Without altering anything, output the material below.

§ Records for processing
+++++
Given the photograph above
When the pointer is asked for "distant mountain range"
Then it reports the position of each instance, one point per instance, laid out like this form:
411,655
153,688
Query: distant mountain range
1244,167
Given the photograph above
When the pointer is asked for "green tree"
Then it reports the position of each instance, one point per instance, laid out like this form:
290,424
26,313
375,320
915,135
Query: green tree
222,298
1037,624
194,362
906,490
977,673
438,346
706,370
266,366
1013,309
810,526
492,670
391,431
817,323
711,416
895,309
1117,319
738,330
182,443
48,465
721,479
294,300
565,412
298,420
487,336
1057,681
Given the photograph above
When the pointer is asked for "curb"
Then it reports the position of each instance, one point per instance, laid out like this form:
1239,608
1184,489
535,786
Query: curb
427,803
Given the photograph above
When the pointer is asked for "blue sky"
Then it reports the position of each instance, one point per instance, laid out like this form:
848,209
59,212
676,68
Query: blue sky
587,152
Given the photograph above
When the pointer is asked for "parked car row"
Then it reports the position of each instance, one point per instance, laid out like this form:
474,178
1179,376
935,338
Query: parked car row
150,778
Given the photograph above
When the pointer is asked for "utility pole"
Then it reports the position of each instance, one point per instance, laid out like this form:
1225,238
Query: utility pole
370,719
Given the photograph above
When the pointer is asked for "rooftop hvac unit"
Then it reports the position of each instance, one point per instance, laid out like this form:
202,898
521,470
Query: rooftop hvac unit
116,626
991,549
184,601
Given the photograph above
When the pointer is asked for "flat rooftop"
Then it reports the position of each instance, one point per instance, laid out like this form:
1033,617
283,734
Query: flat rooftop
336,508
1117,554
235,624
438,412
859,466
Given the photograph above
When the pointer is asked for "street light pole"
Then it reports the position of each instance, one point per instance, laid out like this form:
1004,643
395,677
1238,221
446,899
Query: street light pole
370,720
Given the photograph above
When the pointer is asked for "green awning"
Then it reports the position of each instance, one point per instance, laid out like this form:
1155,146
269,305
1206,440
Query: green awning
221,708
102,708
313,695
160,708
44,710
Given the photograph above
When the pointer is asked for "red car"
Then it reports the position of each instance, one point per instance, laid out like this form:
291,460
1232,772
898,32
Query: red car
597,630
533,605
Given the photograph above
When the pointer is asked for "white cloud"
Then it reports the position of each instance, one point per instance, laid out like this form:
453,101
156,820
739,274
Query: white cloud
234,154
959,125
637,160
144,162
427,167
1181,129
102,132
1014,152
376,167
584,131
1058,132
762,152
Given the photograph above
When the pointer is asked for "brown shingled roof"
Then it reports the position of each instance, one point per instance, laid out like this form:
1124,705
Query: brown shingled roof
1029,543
+++++
§ Answer for the task
Given the photograph above
When the pointer is asked for "distant mountain range"
Then it reports the position of each instance, one point per instance, laid out like this form:
411,655
153,688
Query: distant mountain range
1244,167
Given the photograph above
When the pointer is asked for "green tree"
Then it reports the position of each instance, one point per instance, laid out like this form:
290,424
26,313
375,320
915,135
Query: green tree
222,298
1037,624
194,362
906,490
977,673
438,346
706,370
266,366
1013,309
810,526
492,670
391,431
817,323
711,416
895,309
1117,319
738,330
182,443
48,465
721,479
294,300
565,412
298,420
487,336
1057,681
Given the photograph above
When the pointer is asked for "curb"
Then it reports the position of each instance, one point per instance, laid out like this form:
1239,608
1184,489
535,786
Query: curb
427,803
Given the photograph above
When the pointer is asked for "blue sky"
Then it reports the position of each instance, one point per instance, laid out like this form:
848,209
59,212
676,68
Query: blue sky
587,152
Given the photograph above
When the pointer is asked for "parked car row"
Then it reports the position of each instance, one point per instance, laid out like this form:
474,178
1179,376
935,338
Query: parked car row
150,778
Given the photograph above
When the pointer is asked for "utility pole"
Then it reports the position of each instance, one point per instance, laid out like this form:
1225,238
Query: utility pole
370,719
Given the photograph above
When the pointer is asked for "rooftop hvac unit"
Then it reports the position of each instance, one point per instance, laid out like this form:
202,898
521,470
Query: rooftop hvac unit
116,626
991,549
184,601
Given the photograph above
When the pointer is asked for "flat rooftop"
Then it reports the position of each instance, one point per instance, laid out like this form:
1033,617
283,734
Query: flat rooftop
336,508
1117,554
235,624
438,412
859,466
Given the photograph above
When the pointer is asked for "street light pole"
Then it reports the position of each instance, one point per instance, laid out like this form:
1004,643
395,677
1238,221
446,899
Query: street light pole
370,720
Given the photograph above
When the pointer is asked for "green awning"
Then it reports the position of each instance, one point per instance, laid out like this form:
1155,146
269,305
1206,440
Query: green awning
221,708
102,708
313,695
160,708
44,710
Given the photograph above
When the pointer is asked for "red car"
Then it reports the position of each instance, one point per instance, laid out like this form:
291,460
1232,772
898,32
Query: red car
597,630
533,605
Given the photograph above
When the pointer is asked for "white cloud"
Then it reports the position of each instance, one point per instance, laid out like this form:
453,101
156,820
739,274
Query: white cloud
234,154
959,125
637,160
144,162
427,167
1181,129
102,132
1014,152
376,167
584,131
1058,132
762,152
Given the photograph above
When the pointer is asked for "brown shingled roof"
Then it reports the position of each instance, one point per instance, laid out like this form:
1124,705
Query: brown shingled roof
1029,543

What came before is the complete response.